**What to produce:** Render the part of the data that opens with the line containing "Exercise. Mark every instance of the passenger" and closes with the line containing "[(303, 97)]", both ends included, as a Markdown table with columns Row and Line. Leave out blank lines.

**Information provided:**
____________________

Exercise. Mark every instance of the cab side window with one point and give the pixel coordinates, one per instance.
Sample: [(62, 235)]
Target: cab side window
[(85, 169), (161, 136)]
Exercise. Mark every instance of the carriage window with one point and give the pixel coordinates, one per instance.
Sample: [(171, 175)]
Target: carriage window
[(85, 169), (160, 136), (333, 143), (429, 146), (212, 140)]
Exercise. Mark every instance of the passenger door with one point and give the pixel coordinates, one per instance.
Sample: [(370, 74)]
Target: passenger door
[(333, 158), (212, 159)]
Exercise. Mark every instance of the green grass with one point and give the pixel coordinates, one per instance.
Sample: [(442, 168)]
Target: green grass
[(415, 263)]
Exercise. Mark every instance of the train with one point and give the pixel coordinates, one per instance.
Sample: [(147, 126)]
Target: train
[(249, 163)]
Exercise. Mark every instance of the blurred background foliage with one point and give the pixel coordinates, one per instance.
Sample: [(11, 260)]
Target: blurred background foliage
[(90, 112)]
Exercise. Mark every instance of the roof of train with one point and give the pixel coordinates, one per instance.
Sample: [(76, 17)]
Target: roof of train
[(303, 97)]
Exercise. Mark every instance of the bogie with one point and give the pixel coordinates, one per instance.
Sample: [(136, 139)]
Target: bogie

____________________

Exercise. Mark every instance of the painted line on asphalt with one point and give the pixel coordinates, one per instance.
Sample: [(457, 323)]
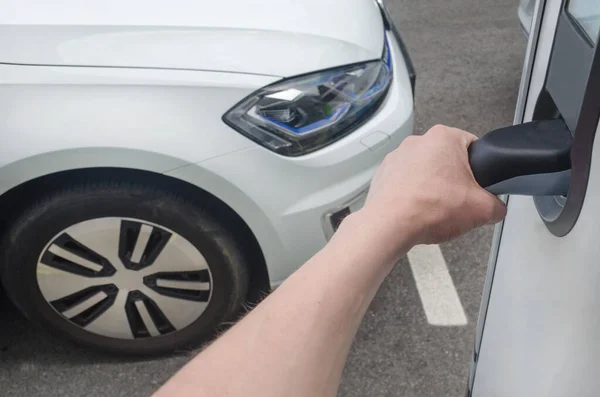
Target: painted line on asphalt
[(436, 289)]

____________________

**Exercise result:**
| Row | Line |
|---|---|
| 1 | Exercise. Mark every instance of the passenger door with one point and give the pixel coordinates, one per instance. |
| 2 | Sample: [(370, 74)] |
| 3 | Target: passenger door |
| 4 | [(333, 158), (212, 159)] |
| 5 | Exercise. Mark every instance of the green grass with one point and give the pixel coordinates, one per instance. |
| 6 | Sample: [(442, 168)] |
| 7 | Target: green grass |
| 8 | [(415, 263)] |
| 9 | Exercise. Mark every instance of the train with one point and give the pixel coordinates, one per instance. |
| 10 | Sample: [(147, 126)] |
| 11 | Target: train |
| 12 | [(249, 163)] |
| 13 | Exercise. Mark every instance of the blurred background foliage with one point and give the pixel coordinates, one per instance. |
| 14 | Sample: [(11, 260)] |
| 15 | Target: blurred background foliage |
| 16 | [(90, 112)] |
| 17 | Exercise. Mark every instance of the roof of train with one point and give the pixel coordinates, one per instance. |
| 18 | Sample: [(76, 17)] |
| 19 | Target: roof of train |
| 20 | [(303, 97)] |